- **EXERCISE DIRECTIONS**
Please format the listing below as a Markdown table with the columns "Row" and "Listing line," one row per line with blank lines omitted. Begin at the line that contains "Provide one point per instance of the yellow" and stop after the line that contains "[(241, 349)]".

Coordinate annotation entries

----------------------------------------

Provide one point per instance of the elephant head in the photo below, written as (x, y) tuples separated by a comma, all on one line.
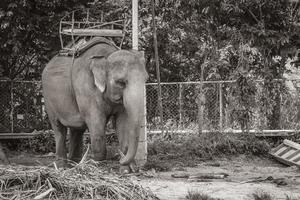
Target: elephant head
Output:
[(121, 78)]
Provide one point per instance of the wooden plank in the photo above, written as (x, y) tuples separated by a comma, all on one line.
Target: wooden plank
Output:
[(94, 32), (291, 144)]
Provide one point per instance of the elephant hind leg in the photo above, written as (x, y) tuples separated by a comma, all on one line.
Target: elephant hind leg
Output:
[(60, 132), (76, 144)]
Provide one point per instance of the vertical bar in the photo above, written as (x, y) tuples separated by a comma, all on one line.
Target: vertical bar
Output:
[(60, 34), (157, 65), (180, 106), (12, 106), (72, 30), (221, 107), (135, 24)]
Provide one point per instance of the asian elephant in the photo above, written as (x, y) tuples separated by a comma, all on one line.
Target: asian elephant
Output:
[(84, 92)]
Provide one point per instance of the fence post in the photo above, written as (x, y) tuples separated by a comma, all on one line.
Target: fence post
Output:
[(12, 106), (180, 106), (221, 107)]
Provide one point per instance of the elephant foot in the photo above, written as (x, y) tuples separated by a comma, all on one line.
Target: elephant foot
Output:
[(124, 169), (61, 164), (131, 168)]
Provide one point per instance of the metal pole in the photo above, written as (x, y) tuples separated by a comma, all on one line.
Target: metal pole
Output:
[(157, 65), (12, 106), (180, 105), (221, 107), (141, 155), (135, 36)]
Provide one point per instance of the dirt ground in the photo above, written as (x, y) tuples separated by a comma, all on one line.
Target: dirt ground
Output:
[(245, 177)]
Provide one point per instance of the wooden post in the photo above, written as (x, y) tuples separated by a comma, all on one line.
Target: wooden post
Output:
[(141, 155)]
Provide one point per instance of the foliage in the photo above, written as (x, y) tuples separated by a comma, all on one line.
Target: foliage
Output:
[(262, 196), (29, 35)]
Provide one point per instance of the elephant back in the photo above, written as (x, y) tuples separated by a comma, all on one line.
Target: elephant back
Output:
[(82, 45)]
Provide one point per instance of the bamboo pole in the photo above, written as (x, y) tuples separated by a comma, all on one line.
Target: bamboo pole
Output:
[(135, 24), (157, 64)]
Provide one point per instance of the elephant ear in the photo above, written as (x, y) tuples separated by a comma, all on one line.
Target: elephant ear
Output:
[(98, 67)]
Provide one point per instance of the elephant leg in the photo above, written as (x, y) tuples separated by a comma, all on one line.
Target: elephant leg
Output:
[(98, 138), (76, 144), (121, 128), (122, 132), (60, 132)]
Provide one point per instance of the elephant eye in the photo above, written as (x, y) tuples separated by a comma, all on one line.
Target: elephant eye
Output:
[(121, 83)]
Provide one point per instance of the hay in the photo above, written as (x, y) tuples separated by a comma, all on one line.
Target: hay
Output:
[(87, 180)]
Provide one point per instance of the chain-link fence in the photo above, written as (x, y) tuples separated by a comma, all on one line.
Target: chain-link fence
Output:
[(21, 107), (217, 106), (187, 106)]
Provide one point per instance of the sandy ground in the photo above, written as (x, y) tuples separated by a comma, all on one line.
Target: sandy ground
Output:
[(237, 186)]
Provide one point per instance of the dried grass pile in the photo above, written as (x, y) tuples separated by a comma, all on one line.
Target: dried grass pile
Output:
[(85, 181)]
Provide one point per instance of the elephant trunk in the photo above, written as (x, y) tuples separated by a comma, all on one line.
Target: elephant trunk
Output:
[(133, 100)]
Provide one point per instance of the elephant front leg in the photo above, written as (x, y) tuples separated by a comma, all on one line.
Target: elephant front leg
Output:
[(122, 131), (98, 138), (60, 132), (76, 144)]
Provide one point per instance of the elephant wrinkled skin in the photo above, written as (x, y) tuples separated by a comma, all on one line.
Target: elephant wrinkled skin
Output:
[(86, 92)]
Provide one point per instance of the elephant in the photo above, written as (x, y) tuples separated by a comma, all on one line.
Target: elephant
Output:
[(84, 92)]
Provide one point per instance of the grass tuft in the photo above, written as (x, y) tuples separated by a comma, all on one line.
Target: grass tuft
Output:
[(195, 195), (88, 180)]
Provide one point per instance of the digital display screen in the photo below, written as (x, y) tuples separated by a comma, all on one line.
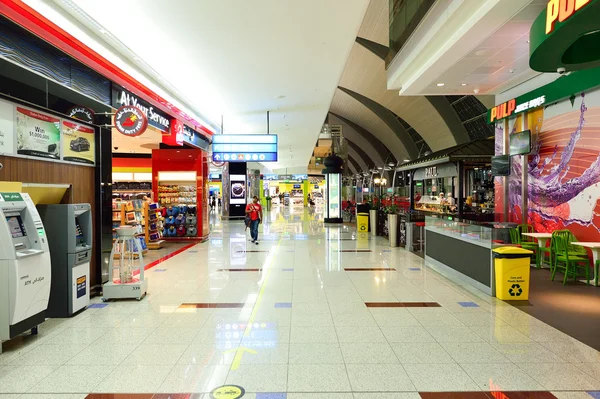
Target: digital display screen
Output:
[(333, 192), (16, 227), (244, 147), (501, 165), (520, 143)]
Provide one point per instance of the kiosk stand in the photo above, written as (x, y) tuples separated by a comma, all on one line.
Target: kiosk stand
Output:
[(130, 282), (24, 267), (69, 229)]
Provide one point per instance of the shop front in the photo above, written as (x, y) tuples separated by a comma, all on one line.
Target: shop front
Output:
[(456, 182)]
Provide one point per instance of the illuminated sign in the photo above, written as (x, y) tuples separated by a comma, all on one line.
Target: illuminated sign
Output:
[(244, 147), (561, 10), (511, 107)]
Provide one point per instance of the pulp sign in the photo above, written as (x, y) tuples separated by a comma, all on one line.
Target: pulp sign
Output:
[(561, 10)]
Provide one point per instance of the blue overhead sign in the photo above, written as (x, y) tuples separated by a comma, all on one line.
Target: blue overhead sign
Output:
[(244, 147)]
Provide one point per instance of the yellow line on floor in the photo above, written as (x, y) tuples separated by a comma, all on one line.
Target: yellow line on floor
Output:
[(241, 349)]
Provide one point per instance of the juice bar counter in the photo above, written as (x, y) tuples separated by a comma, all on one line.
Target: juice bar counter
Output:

----------------------------------------

- **OUTPUT FOR THIS EXERCISE**
| Row | Listing line |
|---|---|
| 1 | Provide one point per instance of the yellow line on floor in the photo above, written as (x, y) tuples separated by a comma, all on one line. |
| 2 | Target: yellow line on floor |
| 3 | Output: |
| 4 | [(241, 349)] |